Why your cover letter is more important than your CV
Job applications are like pilot episodes of The Bachelor. A good CV gets a few chats at the cocktail party, but a compelling cover letter gets the first rose of the night.
Don’t get us wrong, Study time has stressed the importance of a good CV many a time. We even wrote an awesome article on how to perfect such a craft.
But today we’re hyping up why its partner, the cover letter, might just be your golden ticket into getting an interview for your dream job.
1. Your cover letter shows your passion for the job.
Your CV might boast impressive accomplishments, but it means nothing if you can’t prove that you’re genuinely passionate about the position.
The tone you set out in your cover letter is what your employer can expect you’ll be like, and employers will take enthusiasm and willingness to work in high regard.
2. It creates a point of difference.
The cover letter is where you can speak to the employer and tell them why you’re different, why it’s worth their time to meet with you.
Merit and Excellence endorsements are impressive, but you won’t necessarily be the only one with them. Your cover letter is what distinguishes you from other applicants.
Employers are on the lookout for someone who stands out in all aspects of life. What makes you different from others? Play to that, because difference is good!
3. It can show your attention to detail.
A cover letter also reveals your work ethic and attention to detail. It provides glimpses into your personality that a list of achievements can’t.

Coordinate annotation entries
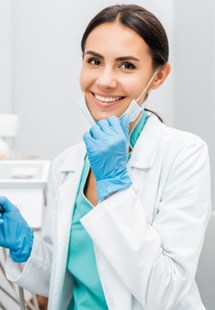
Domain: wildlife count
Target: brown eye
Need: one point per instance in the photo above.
(94, 61)
(127, 66)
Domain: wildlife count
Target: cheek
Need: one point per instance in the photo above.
(86, 79)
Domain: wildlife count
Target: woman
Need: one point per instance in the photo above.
(129, 206)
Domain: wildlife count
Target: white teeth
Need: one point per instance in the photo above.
(106, 99)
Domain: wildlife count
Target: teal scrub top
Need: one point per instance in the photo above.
(81, 262)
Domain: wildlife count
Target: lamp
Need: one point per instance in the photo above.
(8, 129)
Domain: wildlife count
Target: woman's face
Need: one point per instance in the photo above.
(116, 68)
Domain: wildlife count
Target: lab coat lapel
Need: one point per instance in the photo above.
(147, 145)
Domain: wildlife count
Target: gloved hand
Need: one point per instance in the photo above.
(107, 148)
(15, 234)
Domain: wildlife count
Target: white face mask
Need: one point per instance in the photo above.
(133, 109)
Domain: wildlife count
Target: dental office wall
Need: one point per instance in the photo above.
(46, 62)
(41, 59)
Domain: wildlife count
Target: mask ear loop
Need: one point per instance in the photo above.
(142, 105)
(147, 86)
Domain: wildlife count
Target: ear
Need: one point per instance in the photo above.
(161, 76)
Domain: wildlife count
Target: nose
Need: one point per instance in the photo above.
(106, 79)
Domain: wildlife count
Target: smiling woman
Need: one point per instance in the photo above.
(128, 206)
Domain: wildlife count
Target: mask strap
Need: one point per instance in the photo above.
(145, 89)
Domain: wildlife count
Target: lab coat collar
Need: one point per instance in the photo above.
(147, 145)
(72, 158)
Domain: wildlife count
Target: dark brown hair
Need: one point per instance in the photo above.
(142, 22)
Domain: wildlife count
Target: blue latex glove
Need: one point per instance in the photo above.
(15, 234)
(107, 148)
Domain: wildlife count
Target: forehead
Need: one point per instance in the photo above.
(117, 40)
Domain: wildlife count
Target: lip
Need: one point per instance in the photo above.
(103, 104)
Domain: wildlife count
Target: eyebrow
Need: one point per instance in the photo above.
(122, 58)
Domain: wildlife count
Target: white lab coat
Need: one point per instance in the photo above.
(147, 238)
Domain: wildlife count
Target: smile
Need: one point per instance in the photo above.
(107, 99)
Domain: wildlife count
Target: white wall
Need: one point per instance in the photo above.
(46, 64)
(5, 56)
(194, 108)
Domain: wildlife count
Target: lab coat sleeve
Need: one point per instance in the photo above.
(157, 262)
(34, 275)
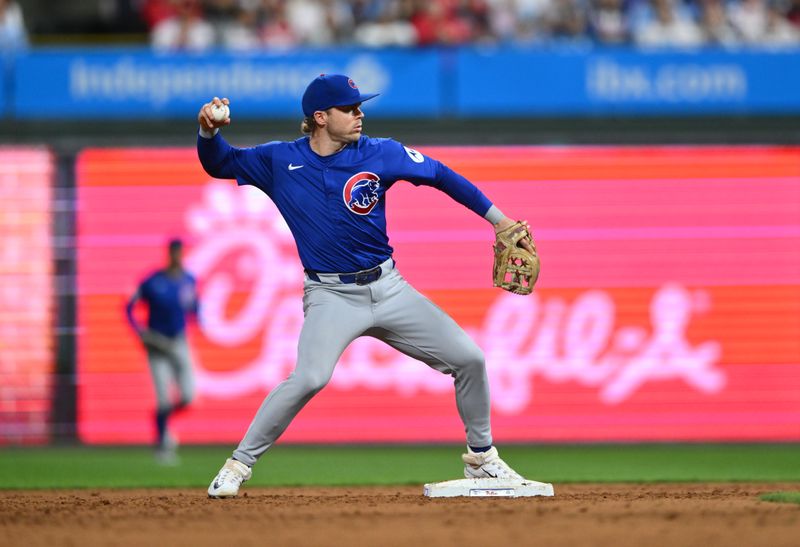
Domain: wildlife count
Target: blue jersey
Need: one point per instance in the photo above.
(169, 299)
(335, 205)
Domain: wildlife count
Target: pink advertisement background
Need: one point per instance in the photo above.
(668, 307)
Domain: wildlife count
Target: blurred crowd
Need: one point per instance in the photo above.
(276, 24)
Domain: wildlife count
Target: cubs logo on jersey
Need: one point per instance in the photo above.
(360, 192)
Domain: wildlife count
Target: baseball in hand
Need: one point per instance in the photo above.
(220, 112)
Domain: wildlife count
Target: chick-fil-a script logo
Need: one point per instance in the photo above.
(524, 338)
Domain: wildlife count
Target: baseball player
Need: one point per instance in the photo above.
(170, 294)
(330, 186)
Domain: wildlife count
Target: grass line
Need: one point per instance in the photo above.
(782, 497)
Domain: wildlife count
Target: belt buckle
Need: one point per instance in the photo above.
(364, 278)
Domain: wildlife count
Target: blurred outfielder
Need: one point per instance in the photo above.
(330, 187)
(170, 295)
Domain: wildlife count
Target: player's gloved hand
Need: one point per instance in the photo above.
(516, 263)
(206, 117)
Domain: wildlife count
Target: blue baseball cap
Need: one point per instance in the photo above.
(329, 90)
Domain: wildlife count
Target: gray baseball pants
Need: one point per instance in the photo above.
(174, 363)
(390, 310)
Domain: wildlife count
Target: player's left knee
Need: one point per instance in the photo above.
(473, 360)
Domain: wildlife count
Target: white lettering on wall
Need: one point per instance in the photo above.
(525, 340)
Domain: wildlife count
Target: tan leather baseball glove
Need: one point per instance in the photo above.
(515, 268)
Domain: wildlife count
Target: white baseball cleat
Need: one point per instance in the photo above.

== Short task 1 ==
According to the cover letter article, what does the tone you set in your cover letter tell an employer?
== Short task 2 ==
Quote the cover letter article between "1. Your cover" and "about the position.", inclusive.
== Short task 3 ==
Write the next part of the article on why a cover letter matters more than a CV, picking up after its last sentence.

== Task result 1 ==
It shows what the employer can expect you will be like.

== Task result 2 ==
1. Your cover letter shows your passion for the job.
Your CV might boast impressive accomplishments, but it means nothing if you can’t prove that you’re genuinely passionate about the position.

== Task result 3 ==
Job descriptions generally detail what kind of applicant they are after, and how you respond to this is what impresses employers.
Feed Nova Scotia, an organisation that does valuable and meaningful work by collecting and distributing food to food banks, shelters, and meal programs throughout Nova Scotia, was hiring for a new Human Resource Generalist.
The employer knew that someone of this role needed to have the technical skills for it – administration, accounting and whatnot – but that beyond this they needed to have a strong social conscience.
The exact wording from the ad read:
“If you are inspired to join a passionate and caring team in this challenging career opportunity, please forward a detailed cover letter explaining how you can contribute to Feed Nova Scotia. Please also attach a resume.”
There were 73 applicants in total. 22 sent no cover letter at all. 40 applicants sent a standard, templated cover letter, one that was likely used for all applications.
Only 11 applicants customised their cover letter to the needs of Feed Nova Scotia. They said things like:
“The valuable but (sadly) essential work that Feed Nova Scotia does on a daily basis is inspiring. Who wouldn’t want to be part of that?”
“No one can give their best if they do not have enough to eat.”
“Feed Nova Scotia’s mission is noble, imperative, and something that I long to be a part of, and contribute to.”
“Knowing that I was helping, even indirectly, to care for and support families would be very rewarding for me.”
These 11 applicants took on their own interpretations of what “passionate” and “caring” meant from the job ad.
It’s easy to see which candidates were selected for interviews.
(Okay, we’ll hang back on the Spongebob gifs)
So, how do we actually write a compelling cover letter?
1. Do your research on the company.
If you’re aiming to commit yourself to working at a company, you should know what you’re getting yourself into.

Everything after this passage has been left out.